--- Start of Record list ---
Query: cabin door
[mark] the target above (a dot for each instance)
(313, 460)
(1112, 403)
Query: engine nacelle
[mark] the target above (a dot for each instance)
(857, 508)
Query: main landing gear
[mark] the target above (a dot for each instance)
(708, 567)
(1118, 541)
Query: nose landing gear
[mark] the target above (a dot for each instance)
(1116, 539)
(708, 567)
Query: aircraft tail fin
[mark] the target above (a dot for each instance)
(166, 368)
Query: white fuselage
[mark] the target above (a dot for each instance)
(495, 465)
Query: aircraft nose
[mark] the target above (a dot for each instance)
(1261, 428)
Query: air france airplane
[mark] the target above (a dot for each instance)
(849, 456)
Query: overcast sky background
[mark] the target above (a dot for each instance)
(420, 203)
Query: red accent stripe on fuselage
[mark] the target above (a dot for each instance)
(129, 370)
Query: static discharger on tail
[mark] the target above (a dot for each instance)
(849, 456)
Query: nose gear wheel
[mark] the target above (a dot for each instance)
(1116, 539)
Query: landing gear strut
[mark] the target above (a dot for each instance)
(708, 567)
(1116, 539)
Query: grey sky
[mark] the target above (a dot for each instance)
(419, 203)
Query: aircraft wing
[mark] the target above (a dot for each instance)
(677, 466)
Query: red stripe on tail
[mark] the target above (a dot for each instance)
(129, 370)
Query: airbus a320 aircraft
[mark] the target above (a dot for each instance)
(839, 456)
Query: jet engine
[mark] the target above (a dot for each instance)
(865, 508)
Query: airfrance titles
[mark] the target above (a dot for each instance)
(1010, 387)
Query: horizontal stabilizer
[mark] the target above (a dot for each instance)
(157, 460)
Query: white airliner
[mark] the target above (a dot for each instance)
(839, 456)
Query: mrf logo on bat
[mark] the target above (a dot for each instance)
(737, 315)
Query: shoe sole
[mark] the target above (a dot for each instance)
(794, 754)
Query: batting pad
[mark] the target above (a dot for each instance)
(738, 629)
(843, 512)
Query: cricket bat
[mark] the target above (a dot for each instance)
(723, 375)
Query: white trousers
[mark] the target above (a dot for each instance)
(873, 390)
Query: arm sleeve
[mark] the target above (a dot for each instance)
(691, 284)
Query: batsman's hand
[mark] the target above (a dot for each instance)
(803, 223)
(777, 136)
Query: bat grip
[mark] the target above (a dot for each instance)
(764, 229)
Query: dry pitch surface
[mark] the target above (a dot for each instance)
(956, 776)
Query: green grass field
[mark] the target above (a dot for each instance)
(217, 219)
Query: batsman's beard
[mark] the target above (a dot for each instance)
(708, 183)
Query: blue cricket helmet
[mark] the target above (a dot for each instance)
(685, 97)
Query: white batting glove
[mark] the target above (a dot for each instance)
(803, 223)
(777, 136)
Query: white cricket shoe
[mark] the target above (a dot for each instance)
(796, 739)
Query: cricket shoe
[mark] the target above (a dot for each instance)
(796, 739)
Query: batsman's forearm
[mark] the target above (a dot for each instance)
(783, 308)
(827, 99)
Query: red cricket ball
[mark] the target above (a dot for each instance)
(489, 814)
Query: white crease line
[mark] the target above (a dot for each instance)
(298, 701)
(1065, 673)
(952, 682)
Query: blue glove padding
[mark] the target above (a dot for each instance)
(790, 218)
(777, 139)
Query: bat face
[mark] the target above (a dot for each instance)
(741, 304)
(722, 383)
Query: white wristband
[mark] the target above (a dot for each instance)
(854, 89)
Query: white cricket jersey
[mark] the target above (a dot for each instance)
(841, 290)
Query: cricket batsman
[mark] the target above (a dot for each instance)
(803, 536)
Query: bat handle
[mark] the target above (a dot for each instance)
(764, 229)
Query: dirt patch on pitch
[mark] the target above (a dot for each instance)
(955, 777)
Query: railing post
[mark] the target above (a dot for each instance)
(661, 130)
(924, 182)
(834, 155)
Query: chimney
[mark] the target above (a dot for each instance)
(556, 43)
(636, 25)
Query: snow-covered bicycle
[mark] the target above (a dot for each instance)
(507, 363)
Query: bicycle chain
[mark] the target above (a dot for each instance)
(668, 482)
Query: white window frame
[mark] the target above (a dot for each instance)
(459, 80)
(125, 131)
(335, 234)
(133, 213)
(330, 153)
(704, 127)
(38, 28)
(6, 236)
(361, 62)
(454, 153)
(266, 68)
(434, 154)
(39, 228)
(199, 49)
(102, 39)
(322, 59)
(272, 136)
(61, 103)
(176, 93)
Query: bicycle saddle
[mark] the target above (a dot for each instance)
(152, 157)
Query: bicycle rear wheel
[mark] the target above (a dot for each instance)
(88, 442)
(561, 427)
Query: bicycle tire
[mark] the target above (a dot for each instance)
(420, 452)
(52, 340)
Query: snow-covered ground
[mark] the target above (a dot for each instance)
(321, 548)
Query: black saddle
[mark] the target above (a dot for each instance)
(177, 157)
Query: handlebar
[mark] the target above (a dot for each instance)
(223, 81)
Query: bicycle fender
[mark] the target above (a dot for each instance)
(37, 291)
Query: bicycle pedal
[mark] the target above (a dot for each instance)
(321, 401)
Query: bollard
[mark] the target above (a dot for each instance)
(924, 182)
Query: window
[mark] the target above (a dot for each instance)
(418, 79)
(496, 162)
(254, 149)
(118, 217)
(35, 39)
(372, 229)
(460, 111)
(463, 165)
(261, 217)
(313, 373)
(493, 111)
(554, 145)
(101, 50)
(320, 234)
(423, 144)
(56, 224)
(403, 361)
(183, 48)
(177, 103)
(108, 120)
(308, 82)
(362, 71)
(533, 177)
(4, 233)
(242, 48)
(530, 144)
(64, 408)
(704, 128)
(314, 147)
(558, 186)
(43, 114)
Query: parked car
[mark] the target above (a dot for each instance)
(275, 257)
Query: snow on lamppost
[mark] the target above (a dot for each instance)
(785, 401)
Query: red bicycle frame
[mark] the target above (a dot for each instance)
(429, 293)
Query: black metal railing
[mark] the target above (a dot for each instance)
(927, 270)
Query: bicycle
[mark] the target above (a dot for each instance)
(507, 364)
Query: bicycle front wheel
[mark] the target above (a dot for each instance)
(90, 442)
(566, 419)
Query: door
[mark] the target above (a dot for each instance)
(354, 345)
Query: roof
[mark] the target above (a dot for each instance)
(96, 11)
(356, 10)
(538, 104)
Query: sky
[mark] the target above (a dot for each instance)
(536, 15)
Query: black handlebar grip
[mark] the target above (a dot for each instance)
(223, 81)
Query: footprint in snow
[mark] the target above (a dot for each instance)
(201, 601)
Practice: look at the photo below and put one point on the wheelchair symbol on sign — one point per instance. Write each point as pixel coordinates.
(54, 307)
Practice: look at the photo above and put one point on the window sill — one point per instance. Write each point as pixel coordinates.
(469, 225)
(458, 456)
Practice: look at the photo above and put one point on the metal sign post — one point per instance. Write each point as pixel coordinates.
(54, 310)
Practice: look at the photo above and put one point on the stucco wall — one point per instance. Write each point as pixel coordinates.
--- End of Record list ---
[Task to carry out]: Rescale the stretch from the start of the lines through the line containing "(1118, 541)": copy each of those lines in full, changing only the point coordinates, which are multiplied by 0.2 and rounded to whole numbers, with halves rounding up.

[Exercise output]:
Query: cabin door
[mark] the target above (a dot for each instance)
(63, 92)
(222, 81)
Query: engine nacelle
[mark] the target above (a dot for each instance)
(171, 102)
Query: main landing gear
[mark] the target above (a dot for each instance)
(142, 113)
(224, 108)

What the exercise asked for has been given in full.